Quel aurait été le destin de l’actrice de vingt ans sans ce film qui l’a broyée ? Écrivain et journaliste au “Monde”, sa cousine Vanessa, de dix-sept ans plus jeune, ne se perd pas en conjectures. Elle raconte une autre Maria, qu’elle a connue et côtoyée, et avec qui elle partage une histoire familiale tourmentée.
Plus précisément, par flashes successifs, elle raconte plusieurs Maria. Une jeune fille lumineuse, qui danse joyeusement sur les tables des boîtes de nuit où l’emmène son père biologique Daniel Gélin (marié par ailleurs, il ne l’a pas reconnue à la naissance). Une enfant douée qui dessine “d’un trait précis des hommes et des femmes vêtues d'étoffes colorées à la manière des estampes japonaises”. Des “couples, des princesses, des mariés, des danseurs”, qu’elle décline sur des cartes de vœux ou des menus de restaurant, et dont “Régine Desforges raffole”. “Après le Tango, tu n’as plus dessiné”, note tristement l’auteure.
Bardot et Delon comme parrains de cinéma
Flanquée à la porte de chez elle par sa mère, Maria est recueillie à seize ans par Brigitte Bardot, qui la prend sous son aile. La star des années 60 accueille l'adolescente dans son appartement de l'avenue Paul Doumer, dans le 16e arrondissement, avec une générosité qui ne se démentira jamais. La jeune fille, d'ailleurs, est douée pour se trouver de prestigieux parrains.A 17 ans, elle est recrutée par Alain Delon pour une apparition dans “Maddly”, où joue le couple vedette Delon-Mireille Darc. Après "Le dernier Tango", cette Maria rayonnante sombre, flambant l’argent du film délétère dans l’héroïne et effrayant sa cousine Vanessa, avec ses bras percés de multiples piqûres. Menaces, internement, cures de désintox n’y feront rien jusqu’à ce qu’elle rencontre, à l’aube des années 80, "A." (son nom n'est pas donné), jeune étudiante en cinéma qui la sauvera, et deviendra la compagne d’une vie.

* **DONNÉES FOURNIES**
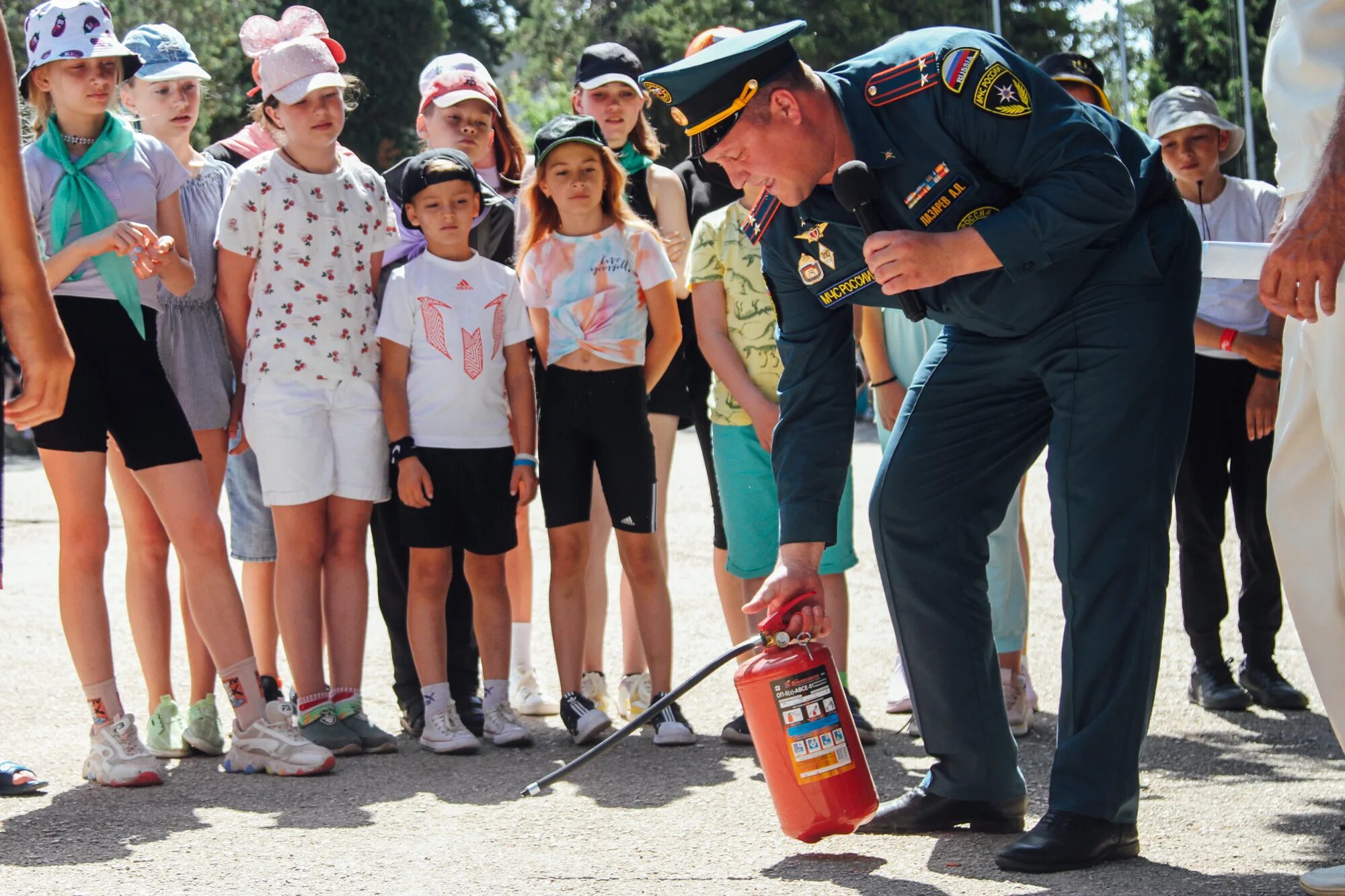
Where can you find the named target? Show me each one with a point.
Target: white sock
(438, 697)
(521, 645)
(497, 693)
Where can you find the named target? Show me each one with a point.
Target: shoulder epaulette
(761, 217)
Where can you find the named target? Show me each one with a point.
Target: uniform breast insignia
(761, 217)
(810, 270)
(957, 68)
(1003, 93)
(902, 81)
(930, 184)
(977, 214)
(944, 202)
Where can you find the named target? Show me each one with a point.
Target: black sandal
(7, 774)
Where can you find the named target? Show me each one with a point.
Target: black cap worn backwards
(709, 89)
(566, 130)
(607, 63)
(416, 178)
(1077, 68)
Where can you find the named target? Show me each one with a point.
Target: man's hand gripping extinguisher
(801, 727)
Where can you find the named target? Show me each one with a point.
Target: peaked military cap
(709, 89)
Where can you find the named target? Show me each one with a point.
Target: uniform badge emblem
(1003, 93)
(957, 68)
(810, 270)
(976, 214)
(930, 184)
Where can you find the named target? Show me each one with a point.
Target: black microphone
(857, 190)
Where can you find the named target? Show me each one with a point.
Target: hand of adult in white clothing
(1308, 253)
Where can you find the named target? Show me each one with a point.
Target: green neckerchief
(633, 161)
(77, 194)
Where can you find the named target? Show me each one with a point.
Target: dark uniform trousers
(1105, 385)
(1221, 456)
(393, 564)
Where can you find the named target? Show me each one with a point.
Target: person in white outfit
(1307, 491)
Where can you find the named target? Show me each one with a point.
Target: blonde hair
(42, 108)
(545, 217)
(644, 136)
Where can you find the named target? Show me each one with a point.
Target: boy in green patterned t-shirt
(735, 326)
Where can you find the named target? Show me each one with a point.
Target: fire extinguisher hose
(636, 724)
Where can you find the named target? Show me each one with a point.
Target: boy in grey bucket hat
(1229, 444)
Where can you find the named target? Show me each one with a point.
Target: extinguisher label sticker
(808, 706)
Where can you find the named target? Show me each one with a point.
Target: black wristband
(401, 450)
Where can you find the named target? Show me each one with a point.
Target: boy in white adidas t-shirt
(454, 334)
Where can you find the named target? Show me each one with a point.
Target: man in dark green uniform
(1048, 239)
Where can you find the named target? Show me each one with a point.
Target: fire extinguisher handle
(779, 619)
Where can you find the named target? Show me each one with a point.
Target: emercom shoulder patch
(957, 68)
(1003, 93)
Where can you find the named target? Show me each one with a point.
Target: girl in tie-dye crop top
(594, 290)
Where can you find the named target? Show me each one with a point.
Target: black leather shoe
(1262, 680)
(1213, 686)
(919, 811)
(1067, 841)
(868, 736)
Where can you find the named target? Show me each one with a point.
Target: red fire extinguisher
(805, 733)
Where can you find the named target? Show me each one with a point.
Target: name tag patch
(976, 214)
(944, 202)
(1003, 93)
(957, 68)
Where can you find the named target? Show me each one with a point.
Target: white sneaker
(505, 728)
(634, 694)
(1027, 678)
(899, 694)
(1324, 881)
(272, 745)
(446, 733)
(528, 694)
(594, 685)
(118, 758)
(1016, 702)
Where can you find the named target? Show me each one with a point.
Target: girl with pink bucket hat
(107, 205)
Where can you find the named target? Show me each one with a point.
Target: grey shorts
(252, 534)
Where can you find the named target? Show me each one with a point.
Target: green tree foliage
(1196, 44)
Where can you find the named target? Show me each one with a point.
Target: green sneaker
(372, 737)
(204, 732)
(165, 731)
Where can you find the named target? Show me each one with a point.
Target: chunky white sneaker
(1016, 702)
(505, 728)
(446, 733)
(528, 694)
(633, 694)
(1027, 678)
(899, 694)
(118, 758)
(272, 745)
(1324, 881)
(594, 685)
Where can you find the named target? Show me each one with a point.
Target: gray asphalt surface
(1233, 803)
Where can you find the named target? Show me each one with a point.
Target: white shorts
(318, 439)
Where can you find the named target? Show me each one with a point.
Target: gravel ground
(1233, 803)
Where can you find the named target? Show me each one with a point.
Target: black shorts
(471, 507)
(598, 417)
(119, 388)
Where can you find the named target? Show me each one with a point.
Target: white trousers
(1307, 499)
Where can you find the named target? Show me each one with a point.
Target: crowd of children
(345, 352)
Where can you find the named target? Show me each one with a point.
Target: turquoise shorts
(753, 507)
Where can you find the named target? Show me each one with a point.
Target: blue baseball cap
(166, 53)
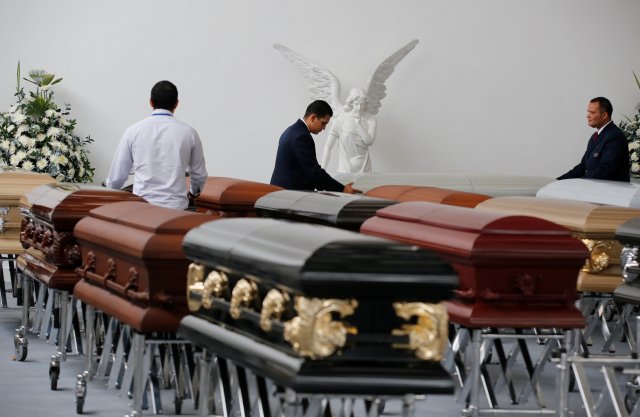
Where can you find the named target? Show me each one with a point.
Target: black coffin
(628, 233)
(319, 309)
(345, 211)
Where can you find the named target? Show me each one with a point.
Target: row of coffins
(293, 205)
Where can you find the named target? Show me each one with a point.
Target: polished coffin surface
(515, 271)
(493, 185)
(50, 213)
(404, 193)
(230, 197)
(312, 307)
(346, 211)
(13, 184)
(615, 193)
(133, 267)
(594, 224)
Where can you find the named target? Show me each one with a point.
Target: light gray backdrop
(494, 86)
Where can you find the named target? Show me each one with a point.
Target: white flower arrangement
(36, 135)
(631, 128)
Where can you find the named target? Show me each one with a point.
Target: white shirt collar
(602, 128)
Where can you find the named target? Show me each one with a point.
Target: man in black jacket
(607, 154)
(297, 167)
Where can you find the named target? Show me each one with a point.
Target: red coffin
(431, 194)
(50, 213)
(515, 271)
(230, 197)
(133, 266)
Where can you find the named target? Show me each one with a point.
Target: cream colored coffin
(492, 185)
(594, 224)
(13, 184)
(615, 193)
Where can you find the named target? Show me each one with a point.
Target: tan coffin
(13, 184)
(594, 224)
(404, 193)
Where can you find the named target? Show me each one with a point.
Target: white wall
(494, 86)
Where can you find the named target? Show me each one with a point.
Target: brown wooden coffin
(515, 271)
(230, 197)
(133, 267)
(405, 193)
(13, 184)
(594, 224)
(50, 213)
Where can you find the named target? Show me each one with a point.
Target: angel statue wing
(376, 89)
(324, 85)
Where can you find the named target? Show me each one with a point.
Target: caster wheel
(177, 406)
(21, 351)
(54, 374)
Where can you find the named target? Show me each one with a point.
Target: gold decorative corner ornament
(243, 294)
(600, 255)
(273, 305)
(195, 286)
(428, 337)
(215, 286)
(313, 333)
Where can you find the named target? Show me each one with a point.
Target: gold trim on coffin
(195, 286)
(602, 253)
(429, 336)
(313, 333)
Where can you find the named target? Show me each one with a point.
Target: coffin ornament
(273, 305)
(314, 333)
(195, 286)
(243, 294)
(600, 255)
(429, 336)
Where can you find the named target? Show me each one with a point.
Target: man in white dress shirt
(159, 150)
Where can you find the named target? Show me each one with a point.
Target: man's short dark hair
(164, 95)
(320, 108)
(604, 103)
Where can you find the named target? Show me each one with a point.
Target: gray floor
(25, 390)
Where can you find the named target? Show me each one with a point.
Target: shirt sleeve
(197, 167)
(121, 164)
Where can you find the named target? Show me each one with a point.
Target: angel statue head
(354, 124)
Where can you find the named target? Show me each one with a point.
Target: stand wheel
(54, 374)
(177, 406)
(21, 351)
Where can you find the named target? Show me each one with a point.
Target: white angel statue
(354, 123)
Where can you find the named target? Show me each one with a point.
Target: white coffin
(614, 193)
(493, 185)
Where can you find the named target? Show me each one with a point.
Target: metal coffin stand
(517, 276)
(404, 193)
(311, 320)
(345, 211)
(134, 271)
(50, 212)
(13, 184)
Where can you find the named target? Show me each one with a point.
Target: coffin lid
(431, 194)
(493, 185)
(628, 233)
(63, 204)
(222, 193)
(138, 229)
(336, 209)
(581, 217)
(15, 183)
(615, 193)
(316, 259)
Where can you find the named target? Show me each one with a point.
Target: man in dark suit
(297, 167)
(607, 154)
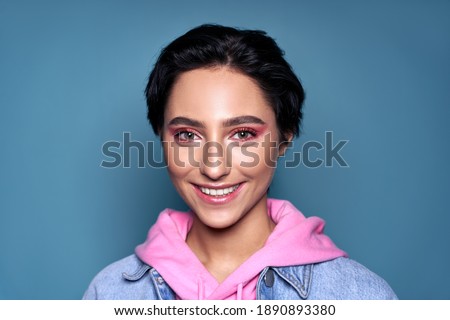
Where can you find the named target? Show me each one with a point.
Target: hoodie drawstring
(201, 289)
(239, 292)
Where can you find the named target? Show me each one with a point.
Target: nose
(214, 164)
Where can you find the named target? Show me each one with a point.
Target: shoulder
(119, 280)
(343, 278)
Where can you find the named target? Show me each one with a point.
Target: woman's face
(221, 144)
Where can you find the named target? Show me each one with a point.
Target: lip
(218, 200)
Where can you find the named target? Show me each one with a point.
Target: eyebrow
(187, 122)
(227, 123)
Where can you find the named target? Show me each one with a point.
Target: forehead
(217, 93)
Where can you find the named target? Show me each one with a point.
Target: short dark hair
(251, 52)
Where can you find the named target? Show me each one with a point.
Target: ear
(285, 144)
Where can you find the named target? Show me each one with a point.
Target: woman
(226, 105)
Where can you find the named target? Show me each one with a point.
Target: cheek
(180, 160)
(253, 157)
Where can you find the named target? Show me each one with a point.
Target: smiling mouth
(218, 192)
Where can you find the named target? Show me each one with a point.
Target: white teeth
(219, 192)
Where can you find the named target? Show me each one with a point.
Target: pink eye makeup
(185, 136)
(244, 134)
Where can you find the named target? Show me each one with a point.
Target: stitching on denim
(291, 280)
(137, 275)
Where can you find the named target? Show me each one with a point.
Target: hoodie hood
(295, 240)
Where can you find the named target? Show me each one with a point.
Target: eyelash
(186, 140)
(181, 132)
(244, 130)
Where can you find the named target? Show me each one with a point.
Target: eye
(244, 134)
(185, 136)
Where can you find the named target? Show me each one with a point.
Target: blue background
(72, 74)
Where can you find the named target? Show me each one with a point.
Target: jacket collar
(299, 277)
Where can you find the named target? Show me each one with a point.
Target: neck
(223, 250)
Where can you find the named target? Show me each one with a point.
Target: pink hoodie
(296, 240)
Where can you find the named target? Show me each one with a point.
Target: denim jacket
(341, 278)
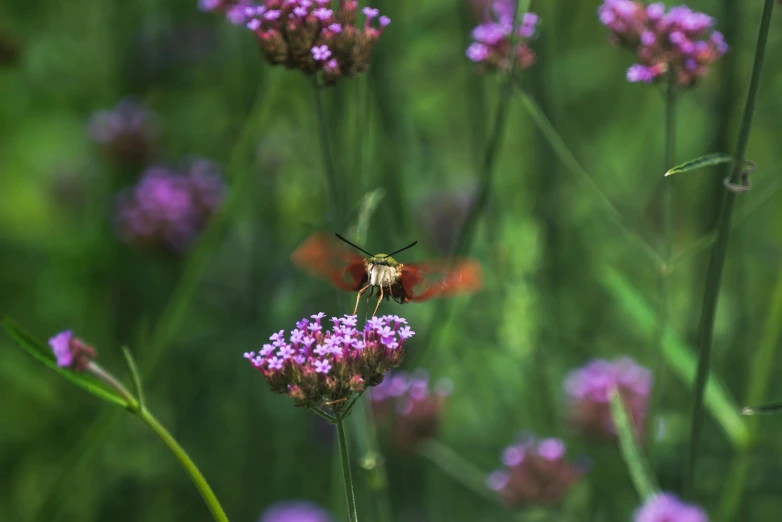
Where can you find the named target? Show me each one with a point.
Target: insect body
(324, 256)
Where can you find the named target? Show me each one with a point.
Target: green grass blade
(41, 352)
(678, 356)
(709, 160)
(640, 473)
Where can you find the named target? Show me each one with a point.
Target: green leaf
(42, 353)
(709, 160)
(640, 473)
(679, 357)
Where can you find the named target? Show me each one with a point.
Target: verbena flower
(406, 403)
(679, 40)
(295, 511)
(493, 43)
(588, 390)
(318, 364)
(128, 133)
(535, 472)
(665, 507)
(312, 36)
(168, 208)
(71, 352)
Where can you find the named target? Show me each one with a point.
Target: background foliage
(563, 284)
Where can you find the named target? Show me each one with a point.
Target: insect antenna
(411, 245)
(355, 246)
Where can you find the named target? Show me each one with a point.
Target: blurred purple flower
(316, 365)
(71, 352)
(588, 390)
(169, 209)
(304, 34)
(535, 472)
(127, 133)
(406, 403)
(665, 507)
(493, 38)
(295, 511)
(441, 214)
(681, 40)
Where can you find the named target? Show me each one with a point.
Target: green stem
(467, 231)
(582, 176)
(325, 152)
(190, 468)
(717, 262)
(458, 468)
(667, 244)
(343, 453)
(762, 366)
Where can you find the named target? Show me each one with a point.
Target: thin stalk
(486, 177)
(198, 479)
(667, 243)
(325, 152)
(717, 262)
(343, 453)
(759, 377)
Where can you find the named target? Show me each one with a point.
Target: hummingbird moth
(332, 258)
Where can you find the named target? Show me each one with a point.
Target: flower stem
(343, 453)
(718, 254)
(198, 479)
(667, 243)
(325, 152)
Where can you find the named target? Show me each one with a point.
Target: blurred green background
(563, 284)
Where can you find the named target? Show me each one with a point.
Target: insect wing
(441, 278)
(323, 256)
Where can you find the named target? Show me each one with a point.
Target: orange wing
(441, 278)
(326, 257)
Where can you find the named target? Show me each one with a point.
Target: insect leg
(359, 297)
(380, 298)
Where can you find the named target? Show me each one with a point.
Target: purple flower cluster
(295, 511)
(406, 402)
(492, 48)
(71, 352)
(168, 208)
(309, 35)
(680, 40)
(665, 507)
(589, 388)
(314, 365)
(535, 473)
(127, 133)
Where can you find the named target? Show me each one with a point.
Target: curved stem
(717, 262)
(190, 468)
(667, 243)
(325, 152)
(346, 475)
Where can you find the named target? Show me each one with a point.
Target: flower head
(665, 507)
(495, 46)
(317, 365)
(295, 511)
(680, 40)
(535, 472)
(589, 391)
(127, 133)
(309, 35)
(168, 208)
(71, 352)
(406, 403)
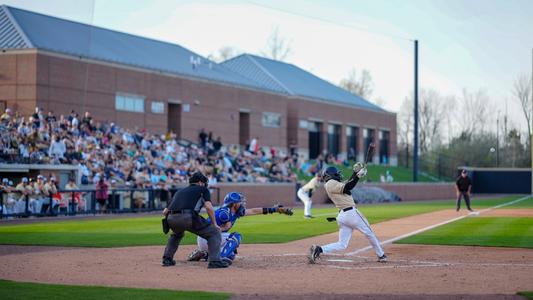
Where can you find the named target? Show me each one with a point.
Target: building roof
(21, 29)
(290, 79)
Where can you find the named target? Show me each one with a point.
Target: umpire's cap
(198, 177)
(331, 173)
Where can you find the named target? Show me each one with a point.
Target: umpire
(463, 185)
(183, 215)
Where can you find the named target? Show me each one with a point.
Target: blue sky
(463, 44)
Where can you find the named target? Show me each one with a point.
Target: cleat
(314, 253)
(217, 265)
(197, 255)
(227, 260)
(167, 262)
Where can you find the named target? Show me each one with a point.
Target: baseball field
(434, 252)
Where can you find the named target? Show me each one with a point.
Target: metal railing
(85, 201)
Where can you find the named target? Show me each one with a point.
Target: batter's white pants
(202, 243)
(348, 221)
(304, 197)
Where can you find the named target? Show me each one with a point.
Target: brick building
(61, 65)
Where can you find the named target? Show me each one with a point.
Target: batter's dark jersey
(191, 197)
(463, 183)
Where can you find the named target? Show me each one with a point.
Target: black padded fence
(500, 181)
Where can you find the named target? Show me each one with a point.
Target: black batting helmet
(197, 177)
(331, 173)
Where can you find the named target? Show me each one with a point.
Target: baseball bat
(369, 152)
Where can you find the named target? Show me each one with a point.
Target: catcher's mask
(358, 166)
(198, 177)
(331, 173)
(233, 197)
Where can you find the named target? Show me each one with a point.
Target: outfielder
(226, 216)
(306, 192)
(349, 217)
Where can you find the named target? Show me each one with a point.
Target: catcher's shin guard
(232, 243)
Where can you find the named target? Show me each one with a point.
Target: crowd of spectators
(137, 158)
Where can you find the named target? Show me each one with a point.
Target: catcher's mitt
(284, 210)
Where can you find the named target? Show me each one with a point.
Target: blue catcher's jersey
(224, 215)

* **CONSIGNE A**
D'après le texte sur Maria, à quel âge Brigitte Bardot recueille-t-elle Maria ?
* **CONSIGNE B**
Recopiez le passage du texte sur Maria qui commence par "Plus précisément, par" et se termine par "note tristement l’auteure.".

* **CORRIGÉ A**
À seize ans.

* **CORRIGÉ B**
Plus précisément, par flashes successifs, elle raconte plusieurs Maria. Une jeune fille lumineuse, qui danse joyeusement sur les tables des boîtes de nuit où l’emmène son père biologique Daniel Gélin (marié par ailleurs, il ne l’a pas reconnue à la naissance). Une enfant douée qui dessine “d’un trait précis des hommes et des femmes vêtues d'étoffes colorées à la manière des estampes japonaises”. Des “couples, des princesses, des mariés, des danseurs”, qu’elle décline sur des cartes de vœux ou des menus de restaurant, et dont “Régine Desforges raffole”. “Après le Tango, tu n’as plus dessiné”, note tristement l’auteure.